**SEITENAUSZUG:**
━━━━━━━━━━━━━━━━━━━━━━━━━━━━━━

Bei Instagram hatte ich vor einigen Wochen bereits angedeutet, was mich statt Goethe und Schiller in Thüringen gedanklich beschäftigt hat: Meine eigne Unkenntnis, Vorurteile über „den Osten“, die ich nach wie vor in mir herumtrage und eine Leere, mit der ich kaum klar gekommen bin.
Was jetzt alles höchst dramatisch klingt und damit ja zu den Dichtern und Denkern wieder gut passen würde, ist eigentlich nicht viel mehr als eine Reise zu mir selbst. Denn ich glaube nicht, dass ich objektive Beobachtungen beim Besuch von Apolda, Weimar und Bad Sulza gemacht habe, sondern dass mir die fremde Umgebung besonders im Kontrast zu meiner New York-Reise, die ich wenige Wochen zuvor unternahm, einen besonderen Blickwinkel brachte.
Ich spreche in Rätseln. Lasst es mich so ausdrücken: Kennt ihr das, wenn ihr einen Roman lest und ihn ganz gut findet, er euch aber jetzt auch nicht so mega vom Hocker reißt. Ein paar Jahre später lest ihr das gleiche Buch dann noch einmal und plötzlich fallen euch ganz andere Dinge auf. Obwohl es haargenau die gleichen Worte auf dem gleichen Papier sind, lösen diese Worte andere Gefühle in euch aus. Den Unterschied macht nicht der Roman, sondern eure Einstellung zum Stoff, eure Lebenserfahrung und die Situation, in der ihr euch zum jeweiligen Zeitpunkt des Lesens befindet.
Was Rainald Grebe über Thüringen singt
Und so ging es mir mit Weimar. Also nicht, dass ich da ein Buch gelesen hätte oder schon einmal da gewesen wäre. Aber der Ausflug aufs Land brachte mich ein Stück weit zu mir selbst. Und vor allem bin ich fest davon überzeugt, dass man das Weimarer Land aus ganz unterschiedlichen Blickwinkeln betrachten kann. Je nachdem, mit welchen Erwartungen man anreißt. Auch das zeigten mir die Reaktionen bei Instagram zu meinem Foto.

━━━━━━━━━━━━━━━━━━━━━━━━━━━━━━

**ANFORDERUNGEN:**
(A) Nennen Sie sämtliche Orte in Thüringen, deren Besuch im Seitenauszug erwähnt wird.
(B) Erläutern Sie in ein bis drei Sätzen, weshalb die Beobachtungen beim Besuch in Thüringen laut Seitenauszug nicht als objektiv gelten.
Für die Bearbeitung wird die Auflistung nicht benötigt.

━━━━━━━━━━━━━━━━━━━━━━━━━━━━━━

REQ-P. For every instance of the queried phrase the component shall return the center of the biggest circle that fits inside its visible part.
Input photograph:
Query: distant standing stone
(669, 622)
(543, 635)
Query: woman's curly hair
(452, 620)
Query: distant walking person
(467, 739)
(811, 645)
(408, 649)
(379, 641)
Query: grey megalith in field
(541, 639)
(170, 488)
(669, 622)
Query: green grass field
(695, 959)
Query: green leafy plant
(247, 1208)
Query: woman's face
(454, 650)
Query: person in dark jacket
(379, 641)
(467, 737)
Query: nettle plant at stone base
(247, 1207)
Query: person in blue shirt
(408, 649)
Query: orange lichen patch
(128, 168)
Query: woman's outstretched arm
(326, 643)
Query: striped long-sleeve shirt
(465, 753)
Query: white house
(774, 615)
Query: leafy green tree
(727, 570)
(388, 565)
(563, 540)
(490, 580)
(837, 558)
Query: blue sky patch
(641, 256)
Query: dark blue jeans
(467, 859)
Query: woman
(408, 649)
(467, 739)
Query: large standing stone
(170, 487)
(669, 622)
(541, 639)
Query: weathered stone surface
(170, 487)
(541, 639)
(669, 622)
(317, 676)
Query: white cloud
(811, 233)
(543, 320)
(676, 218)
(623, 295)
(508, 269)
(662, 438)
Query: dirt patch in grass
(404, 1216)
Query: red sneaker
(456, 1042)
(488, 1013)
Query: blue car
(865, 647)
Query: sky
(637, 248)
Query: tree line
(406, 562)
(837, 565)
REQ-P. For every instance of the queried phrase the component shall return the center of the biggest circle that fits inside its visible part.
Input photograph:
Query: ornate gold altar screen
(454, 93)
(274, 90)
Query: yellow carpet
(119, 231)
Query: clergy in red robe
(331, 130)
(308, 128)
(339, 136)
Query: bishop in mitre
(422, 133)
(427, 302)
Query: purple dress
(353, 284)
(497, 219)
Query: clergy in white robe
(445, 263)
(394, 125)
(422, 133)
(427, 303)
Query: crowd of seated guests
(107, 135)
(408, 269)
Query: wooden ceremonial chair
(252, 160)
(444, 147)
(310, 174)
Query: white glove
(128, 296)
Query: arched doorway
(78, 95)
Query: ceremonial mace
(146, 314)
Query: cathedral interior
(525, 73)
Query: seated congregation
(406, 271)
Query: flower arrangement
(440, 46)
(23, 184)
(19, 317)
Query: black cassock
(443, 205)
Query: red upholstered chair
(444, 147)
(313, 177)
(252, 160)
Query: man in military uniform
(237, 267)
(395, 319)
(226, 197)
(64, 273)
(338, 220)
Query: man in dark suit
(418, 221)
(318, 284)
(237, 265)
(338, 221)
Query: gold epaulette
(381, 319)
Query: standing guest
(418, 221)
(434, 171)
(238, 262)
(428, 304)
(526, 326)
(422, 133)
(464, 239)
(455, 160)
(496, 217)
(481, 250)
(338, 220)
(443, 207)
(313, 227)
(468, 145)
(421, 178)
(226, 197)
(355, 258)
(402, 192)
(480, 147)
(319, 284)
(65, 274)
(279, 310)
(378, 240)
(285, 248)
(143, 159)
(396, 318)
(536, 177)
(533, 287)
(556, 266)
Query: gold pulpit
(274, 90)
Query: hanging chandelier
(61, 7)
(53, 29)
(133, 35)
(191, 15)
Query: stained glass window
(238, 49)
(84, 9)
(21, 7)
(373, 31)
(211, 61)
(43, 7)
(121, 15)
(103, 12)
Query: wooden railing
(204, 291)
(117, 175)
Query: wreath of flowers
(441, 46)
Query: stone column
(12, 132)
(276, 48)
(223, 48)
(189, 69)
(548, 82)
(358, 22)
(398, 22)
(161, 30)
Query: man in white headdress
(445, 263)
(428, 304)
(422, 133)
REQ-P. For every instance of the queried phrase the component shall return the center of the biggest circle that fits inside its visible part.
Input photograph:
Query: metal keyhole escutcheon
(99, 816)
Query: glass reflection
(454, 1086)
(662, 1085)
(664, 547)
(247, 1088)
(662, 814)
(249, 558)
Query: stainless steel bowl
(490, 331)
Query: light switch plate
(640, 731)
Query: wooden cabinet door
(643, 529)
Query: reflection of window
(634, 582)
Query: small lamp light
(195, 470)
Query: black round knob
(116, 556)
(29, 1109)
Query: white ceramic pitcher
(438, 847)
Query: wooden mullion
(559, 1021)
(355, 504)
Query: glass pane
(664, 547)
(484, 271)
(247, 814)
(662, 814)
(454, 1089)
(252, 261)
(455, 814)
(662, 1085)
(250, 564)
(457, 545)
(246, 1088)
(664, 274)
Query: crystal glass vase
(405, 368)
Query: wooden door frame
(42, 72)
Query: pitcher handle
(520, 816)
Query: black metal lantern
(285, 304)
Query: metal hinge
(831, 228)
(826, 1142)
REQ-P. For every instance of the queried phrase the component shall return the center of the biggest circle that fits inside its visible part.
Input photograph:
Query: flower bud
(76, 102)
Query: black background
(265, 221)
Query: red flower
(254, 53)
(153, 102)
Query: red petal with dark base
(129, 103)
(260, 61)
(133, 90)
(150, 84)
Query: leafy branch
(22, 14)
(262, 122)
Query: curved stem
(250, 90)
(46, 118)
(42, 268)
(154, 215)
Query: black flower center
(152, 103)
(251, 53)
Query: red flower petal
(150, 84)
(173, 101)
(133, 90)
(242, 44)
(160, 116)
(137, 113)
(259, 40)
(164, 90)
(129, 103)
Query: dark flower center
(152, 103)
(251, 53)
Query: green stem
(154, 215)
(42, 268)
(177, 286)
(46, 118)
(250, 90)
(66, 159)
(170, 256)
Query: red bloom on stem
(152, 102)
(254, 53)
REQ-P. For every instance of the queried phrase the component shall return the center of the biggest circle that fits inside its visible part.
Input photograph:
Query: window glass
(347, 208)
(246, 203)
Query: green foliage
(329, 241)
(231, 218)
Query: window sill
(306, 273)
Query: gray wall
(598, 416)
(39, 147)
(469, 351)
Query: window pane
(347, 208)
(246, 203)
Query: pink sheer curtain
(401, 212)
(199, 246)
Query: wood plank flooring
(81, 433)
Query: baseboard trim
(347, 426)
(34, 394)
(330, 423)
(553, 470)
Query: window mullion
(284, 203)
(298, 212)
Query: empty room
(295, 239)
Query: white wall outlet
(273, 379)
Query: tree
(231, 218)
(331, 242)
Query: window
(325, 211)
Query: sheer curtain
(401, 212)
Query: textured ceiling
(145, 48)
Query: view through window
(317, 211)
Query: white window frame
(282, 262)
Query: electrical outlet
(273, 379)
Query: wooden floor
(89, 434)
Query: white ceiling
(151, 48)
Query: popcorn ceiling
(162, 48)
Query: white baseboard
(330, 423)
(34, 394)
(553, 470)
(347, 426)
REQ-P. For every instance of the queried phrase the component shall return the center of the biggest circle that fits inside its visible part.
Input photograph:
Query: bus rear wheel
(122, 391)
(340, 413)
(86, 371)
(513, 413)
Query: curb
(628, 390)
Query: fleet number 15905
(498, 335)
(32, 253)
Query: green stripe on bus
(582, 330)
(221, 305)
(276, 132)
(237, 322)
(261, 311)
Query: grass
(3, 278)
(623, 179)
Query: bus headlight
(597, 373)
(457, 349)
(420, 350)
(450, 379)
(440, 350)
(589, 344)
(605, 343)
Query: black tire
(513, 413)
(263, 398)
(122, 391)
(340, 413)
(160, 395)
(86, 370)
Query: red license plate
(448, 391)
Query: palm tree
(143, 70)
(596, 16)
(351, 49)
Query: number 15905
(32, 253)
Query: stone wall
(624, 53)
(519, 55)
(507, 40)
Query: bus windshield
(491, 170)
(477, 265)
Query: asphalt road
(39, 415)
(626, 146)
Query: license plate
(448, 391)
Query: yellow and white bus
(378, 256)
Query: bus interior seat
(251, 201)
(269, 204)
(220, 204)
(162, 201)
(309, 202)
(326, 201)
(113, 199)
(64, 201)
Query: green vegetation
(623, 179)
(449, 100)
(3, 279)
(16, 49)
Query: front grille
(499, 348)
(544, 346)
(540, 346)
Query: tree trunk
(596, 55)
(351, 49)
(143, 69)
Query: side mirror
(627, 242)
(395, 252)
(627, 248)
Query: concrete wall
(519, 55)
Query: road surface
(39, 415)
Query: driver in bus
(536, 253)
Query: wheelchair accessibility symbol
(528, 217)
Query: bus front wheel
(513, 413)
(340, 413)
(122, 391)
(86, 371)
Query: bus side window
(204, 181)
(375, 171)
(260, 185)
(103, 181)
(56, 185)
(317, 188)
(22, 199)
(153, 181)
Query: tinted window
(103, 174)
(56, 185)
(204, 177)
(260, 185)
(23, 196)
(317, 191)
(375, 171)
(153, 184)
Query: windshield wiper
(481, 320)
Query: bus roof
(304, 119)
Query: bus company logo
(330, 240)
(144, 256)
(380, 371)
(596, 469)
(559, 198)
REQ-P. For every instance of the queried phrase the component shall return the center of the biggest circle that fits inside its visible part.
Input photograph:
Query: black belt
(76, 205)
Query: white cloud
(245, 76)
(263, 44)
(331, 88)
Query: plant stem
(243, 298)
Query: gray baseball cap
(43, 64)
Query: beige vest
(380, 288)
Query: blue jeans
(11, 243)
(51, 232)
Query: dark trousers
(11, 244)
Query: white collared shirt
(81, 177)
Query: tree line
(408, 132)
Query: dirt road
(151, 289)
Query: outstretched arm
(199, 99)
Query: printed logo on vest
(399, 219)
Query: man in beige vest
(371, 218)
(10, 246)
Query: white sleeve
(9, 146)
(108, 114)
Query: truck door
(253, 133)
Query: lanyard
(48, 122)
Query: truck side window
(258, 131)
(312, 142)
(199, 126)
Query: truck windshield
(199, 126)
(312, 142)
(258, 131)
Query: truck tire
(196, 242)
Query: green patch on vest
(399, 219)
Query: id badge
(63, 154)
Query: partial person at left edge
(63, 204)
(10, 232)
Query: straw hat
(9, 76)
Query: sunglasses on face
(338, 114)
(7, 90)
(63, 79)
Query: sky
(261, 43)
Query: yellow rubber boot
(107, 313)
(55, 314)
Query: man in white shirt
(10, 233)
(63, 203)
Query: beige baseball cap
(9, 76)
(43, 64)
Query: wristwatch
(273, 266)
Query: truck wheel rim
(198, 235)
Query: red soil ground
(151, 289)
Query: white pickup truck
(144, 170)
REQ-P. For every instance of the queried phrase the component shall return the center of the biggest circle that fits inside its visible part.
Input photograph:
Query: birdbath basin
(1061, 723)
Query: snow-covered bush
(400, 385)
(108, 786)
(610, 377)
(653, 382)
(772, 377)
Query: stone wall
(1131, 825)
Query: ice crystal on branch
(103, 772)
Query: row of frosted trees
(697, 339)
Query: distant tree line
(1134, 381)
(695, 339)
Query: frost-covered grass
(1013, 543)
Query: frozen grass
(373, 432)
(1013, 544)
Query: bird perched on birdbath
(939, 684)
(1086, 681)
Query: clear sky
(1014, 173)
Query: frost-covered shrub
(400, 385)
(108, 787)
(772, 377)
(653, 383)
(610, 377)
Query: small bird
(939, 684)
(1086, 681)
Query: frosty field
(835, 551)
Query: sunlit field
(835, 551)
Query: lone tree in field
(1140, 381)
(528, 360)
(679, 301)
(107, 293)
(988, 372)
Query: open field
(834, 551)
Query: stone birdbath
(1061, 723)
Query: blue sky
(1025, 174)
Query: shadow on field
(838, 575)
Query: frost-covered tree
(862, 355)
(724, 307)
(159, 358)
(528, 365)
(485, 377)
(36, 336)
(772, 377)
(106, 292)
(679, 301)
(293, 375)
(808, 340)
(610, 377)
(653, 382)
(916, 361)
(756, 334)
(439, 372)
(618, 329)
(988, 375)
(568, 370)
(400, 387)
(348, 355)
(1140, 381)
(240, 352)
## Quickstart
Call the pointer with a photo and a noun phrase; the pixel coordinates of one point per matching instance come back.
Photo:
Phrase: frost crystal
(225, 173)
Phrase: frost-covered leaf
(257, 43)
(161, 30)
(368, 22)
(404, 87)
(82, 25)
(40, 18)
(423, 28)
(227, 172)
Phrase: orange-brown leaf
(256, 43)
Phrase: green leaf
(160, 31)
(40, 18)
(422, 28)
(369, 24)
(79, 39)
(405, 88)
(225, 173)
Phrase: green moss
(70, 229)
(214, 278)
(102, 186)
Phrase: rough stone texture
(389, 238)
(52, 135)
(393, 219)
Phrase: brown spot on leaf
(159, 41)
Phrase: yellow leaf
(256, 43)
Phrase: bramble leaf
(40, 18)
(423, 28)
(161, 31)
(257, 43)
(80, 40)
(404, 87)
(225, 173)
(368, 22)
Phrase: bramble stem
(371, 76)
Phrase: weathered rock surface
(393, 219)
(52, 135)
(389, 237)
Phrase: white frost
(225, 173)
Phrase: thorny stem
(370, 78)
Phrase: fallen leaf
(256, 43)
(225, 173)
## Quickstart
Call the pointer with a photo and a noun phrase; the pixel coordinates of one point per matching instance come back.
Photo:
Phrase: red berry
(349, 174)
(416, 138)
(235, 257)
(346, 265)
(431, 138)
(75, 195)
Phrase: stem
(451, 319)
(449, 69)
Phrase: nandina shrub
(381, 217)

━━━━━━━━━━━━━━━━━━━━━━━━━━━━━━

**ERGEBNISSE JE AUFGABE:**
(A) Apolda, Weimar, Bad Sulza

(B) Die fremde Umgebung brachte einen besonderen Blickwinkel mit sich. Das galt vor allem im Kontrast zu der New-York-Reise, die wenige Wochen zuvor unternommen worden war.